**Texto de origem**

....................

Douglas Marçal
Nardo Rodrigues Lopes, doceiro em Maringá desde 1967; felicidade ao encontrar clientes antigos Juliana Daibert
Nos dias de hoje, em que a instabilidade impera entre as relações sociais, parece impensável que uma pessoa esteja há 40 anos no mesmo lugar, executando a mesma função. Pois esse alguém existe e tem 78 anos. Nardo Rodrigues Lopes, natural de Álvares Machado, no interior de São Paulo, ganha a vida vendendo amendoins com calda de açúcar queimado e paçocas desde que deixou as lavouras de café, na década de 60. Ele está exatamente no mesmo lugar na Avenida Brasil, próximo à esquina com a Avenida Duque de Caxias, em Maringá.
“A gente chegou no Paraná em 1954 e arrendou umas terras em Nova Esperança, para plantar café. Naquela época era bom”, conta o doceiro. Os primeiros tempos no sítio Santa Inês foram fartos para ele, a mãe e a irmã. Oito anos depois do arrendamento ter começado, Lopes sentiu que era hora de deixar o campo.
Aos 38 anos, recém-chegado em Maringá e sem muitas opções de trabalho, o lavrador adaptou um carrinho e passou a vender amendoins com calda de açúcar queimado e coco doce em pedaços. No início, os doces eram preparados na hora e entregues quentinhos para os fregueses. Com o progresso vieram as proibições. “Não posso mais transportar o botijão de gás dentro do ônibus”, revela. Desde então, Nardo deixou de fazer o coco doce, mas incluiu paçocas, doces de leite e doce de coco no cardápio.
Como reza um bom marqueteiro, a panela utilizada para fazer a calda continua no lugar que lhe cabe no carrinho. “Só para inglês ver”, brinca.
Lopes também viu muita coisa. Em julho de 1975, por exemplo, ele acompanhou o trabalho de funcionários da companhia de saneamento básico abrindo as valetas na Avenida Brasil, para a implantação da rede de esgoto.
“Aquele friozão e os homens cavando os buracos das valetas. Mas eles trabalharam tanto que logo esquentaram”, diz. Segundo ele, nos dias mais frios do mês, era comum que o gelo trazido pela geada negra permanecesse sobre a terra até o meio da tarde.
O dia de Lopes sempre começou cedo. Às 6 horas, ele já estava de pé e ia direto para a cozinha. Depois de cortar o coco e descascar o amendoim, ele embalava os produtos e deixava o Jardim Alvorada, em direção ao centro. Quando chegava no ponto, buscava o carrinho na loja de algum vizinho, que gentilmente cedia a “garagem”. Em uma distribuidora de doces na Avenida Tamandaré, o carrinho ficou guardado por 15 anos. Atualmente, Lopes deixa a ferramenta de trabalho em uma loja pertinho do ponto.
O expediente do doceiro prossegue até as 17 horas. É muito raro voltar para casa sem ter vendido tudo. Por dia, são feitos 70 pacotinhos de amendoim com calda de açúcar queimado, vendidos por R$ 1.
Entre um cliente e outro, Nardo passa os dias na companhia de uma garrafa de café, sentado em um banquinho minúsculo. Mas se engana quem pensa que há espaço para a monotonia. Os clientes não dão folga e nunca levam apenas um doce. “Tem gente que já sai comendo, outros levam para casa”, conta o doceiro.

....................

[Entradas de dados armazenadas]
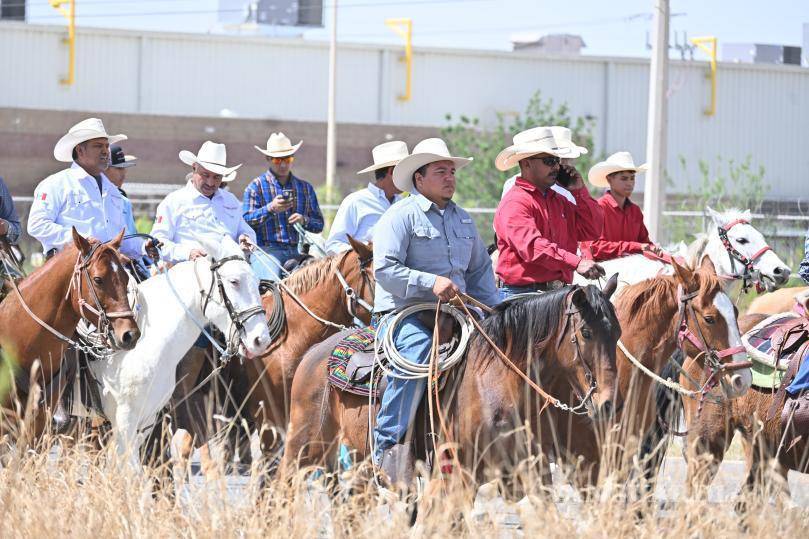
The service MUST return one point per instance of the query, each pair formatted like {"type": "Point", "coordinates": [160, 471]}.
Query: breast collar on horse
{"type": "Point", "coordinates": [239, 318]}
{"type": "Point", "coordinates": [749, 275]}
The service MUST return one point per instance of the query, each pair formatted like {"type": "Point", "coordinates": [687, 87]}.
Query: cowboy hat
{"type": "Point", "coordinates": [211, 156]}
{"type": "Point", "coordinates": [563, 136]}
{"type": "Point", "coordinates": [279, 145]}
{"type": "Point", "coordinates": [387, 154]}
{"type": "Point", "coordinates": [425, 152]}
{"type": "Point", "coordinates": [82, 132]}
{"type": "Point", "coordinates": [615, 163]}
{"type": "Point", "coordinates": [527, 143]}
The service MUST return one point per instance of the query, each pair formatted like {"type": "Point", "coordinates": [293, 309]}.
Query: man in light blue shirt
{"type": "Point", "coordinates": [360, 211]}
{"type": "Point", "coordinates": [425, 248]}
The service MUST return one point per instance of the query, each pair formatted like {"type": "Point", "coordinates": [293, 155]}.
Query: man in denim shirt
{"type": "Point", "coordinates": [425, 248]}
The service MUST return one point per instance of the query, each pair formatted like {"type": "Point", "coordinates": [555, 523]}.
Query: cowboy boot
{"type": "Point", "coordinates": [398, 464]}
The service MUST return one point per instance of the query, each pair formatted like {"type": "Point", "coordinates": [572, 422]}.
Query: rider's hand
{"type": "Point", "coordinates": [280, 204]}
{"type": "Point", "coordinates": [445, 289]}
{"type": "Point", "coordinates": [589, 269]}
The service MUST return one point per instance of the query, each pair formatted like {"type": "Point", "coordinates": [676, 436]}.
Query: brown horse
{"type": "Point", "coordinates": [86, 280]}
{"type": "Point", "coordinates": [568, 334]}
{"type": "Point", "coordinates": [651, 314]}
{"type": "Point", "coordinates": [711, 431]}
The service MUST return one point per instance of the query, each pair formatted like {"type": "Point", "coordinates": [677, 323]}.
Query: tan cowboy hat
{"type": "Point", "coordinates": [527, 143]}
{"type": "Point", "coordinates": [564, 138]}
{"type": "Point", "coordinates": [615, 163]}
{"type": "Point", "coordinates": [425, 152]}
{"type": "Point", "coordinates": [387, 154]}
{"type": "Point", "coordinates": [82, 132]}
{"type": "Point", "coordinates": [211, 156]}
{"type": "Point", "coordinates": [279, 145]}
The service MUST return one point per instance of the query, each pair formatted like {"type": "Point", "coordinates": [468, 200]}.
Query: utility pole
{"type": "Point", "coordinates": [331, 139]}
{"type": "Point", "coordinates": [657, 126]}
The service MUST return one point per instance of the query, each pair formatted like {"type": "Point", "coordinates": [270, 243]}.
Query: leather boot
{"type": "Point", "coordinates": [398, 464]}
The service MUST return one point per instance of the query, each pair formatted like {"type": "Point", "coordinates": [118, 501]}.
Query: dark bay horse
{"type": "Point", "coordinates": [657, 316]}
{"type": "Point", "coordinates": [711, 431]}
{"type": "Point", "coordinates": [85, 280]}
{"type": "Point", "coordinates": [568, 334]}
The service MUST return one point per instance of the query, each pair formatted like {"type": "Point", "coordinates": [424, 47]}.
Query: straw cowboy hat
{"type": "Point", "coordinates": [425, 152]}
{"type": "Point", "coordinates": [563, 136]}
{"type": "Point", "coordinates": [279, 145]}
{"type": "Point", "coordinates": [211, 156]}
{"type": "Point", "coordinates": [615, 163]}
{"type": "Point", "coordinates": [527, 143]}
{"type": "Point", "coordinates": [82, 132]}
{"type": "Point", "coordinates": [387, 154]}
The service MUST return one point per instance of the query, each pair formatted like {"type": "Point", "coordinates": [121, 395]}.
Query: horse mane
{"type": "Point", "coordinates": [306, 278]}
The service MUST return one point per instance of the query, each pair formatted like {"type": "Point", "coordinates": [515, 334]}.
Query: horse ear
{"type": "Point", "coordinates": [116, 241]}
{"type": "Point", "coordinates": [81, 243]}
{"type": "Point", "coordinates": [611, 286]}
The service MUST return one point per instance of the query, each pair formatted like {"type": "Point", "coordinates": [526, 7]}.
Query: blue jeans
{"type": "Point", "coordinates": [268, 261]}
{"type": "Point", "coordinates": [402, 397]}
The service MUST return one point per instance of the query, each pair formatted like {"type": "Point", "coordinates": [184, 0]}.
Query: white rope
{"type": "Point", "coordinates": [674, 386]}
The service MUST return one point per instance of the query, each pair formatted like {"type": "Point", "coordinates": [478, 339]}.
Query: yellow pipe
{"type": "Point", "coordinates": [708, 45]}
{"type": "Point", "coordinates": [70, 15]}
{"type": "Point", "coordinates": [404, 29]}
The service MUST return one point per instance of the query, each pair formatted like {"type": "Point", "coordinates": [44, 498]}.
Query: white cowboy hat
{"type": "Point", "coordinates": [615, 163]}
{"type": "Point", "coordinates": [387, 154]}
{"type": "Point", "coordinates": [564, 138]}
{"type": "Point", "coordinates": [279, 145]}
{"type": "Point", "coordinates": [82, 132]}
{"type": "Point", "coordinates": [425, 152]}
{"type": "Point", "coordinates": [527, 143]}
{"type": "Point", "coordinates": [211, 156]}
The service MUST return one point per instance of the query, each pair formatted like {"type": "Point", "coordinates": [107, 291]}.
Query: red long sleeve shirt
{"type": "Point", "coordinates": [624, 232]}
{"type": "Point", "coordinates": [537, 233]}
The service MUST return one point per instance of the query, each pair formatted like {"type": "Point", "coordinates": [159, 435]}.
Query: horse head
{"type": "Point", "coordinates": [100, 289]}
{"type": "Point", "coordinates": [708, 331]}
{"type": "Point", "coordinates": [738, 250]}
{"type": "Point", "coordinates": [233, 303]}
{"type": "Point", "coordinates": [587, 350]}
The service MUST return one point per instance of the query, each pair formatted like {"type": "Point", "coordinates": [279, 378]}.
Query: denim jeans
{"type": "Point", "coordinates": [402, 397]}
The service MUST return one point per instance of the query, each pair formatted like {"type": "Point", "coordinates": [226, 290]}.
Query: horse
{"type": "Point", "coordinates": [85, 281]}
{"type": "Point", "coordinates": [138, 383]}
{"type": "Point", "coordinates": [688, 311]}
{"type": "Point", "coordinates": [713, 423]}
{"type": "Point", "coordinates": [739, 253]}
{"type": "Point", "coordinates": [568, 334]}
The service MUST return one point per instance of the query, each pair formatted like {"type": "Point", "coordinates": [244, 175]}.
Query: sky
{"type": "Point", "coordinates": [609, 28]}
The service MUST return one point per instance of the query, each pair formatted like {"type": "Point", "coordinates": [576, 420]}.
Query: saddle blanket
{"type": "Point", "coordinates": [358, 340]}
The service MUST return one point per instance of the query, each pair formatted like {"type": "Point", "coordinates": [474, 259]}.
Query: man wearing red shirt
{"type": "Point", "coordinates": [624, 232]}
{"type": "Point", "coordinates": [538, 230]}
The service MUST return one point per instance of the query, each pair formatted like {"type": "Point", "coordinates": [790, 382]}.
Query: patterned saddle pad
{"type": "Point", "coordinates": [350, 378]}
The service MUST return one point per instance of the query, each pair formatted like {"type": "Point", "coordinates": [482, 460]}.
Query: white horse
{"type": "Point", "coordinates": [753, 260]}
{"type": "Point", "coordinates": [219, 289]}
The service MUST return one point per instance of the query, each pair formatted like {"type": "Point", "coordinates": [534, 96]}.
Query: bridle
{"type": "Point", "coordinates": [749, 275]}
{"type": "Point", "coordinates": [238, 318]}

....................

**Tarefa 1**
Diga se cada afirmação abaixo está de acordo com o texto sobre o doceiro, respondendo sim ou não e citando literalmente as palavras decisivas do texto.
(a) Nardo chegou ao Paraná em 1954.
(b) O carrinho ficou guardado por 15 anos em uma distribuidora de doces na Avenida Duque de Caxias.
(c) Os pacotinhos de amendoim com calda de açúcar queimado custam R$ 2.
**Tarefa 2**
Responda com base no texto sobre o doceiro:
(a) De que cidade Nardo Rodrigues Lopes é natural?
(b) Quantos pacotinhos de amendoim com calda de açúcar queimado são feitos por dia?
(c) Até que horas vai o expediente do doceiro?

**Área de resposta 1**
(a) Sim: "A gente chegou no Paraná em 1954".
(b) Não: "Em uma distribuidora de doces na Avenida Tamandaré, o carrinho ficou guardado por 15 anos."
(c) Não: "Por dia, são feitos 70 pacotinhos de amendoim com calda de açúcar queimado, vendidos por R$ 1."

**Área de resposta 2**
(a) Álvares Machado, no interior de São Paulo.
(b) 70 pacotinhos.
(c) Até as 17 horas.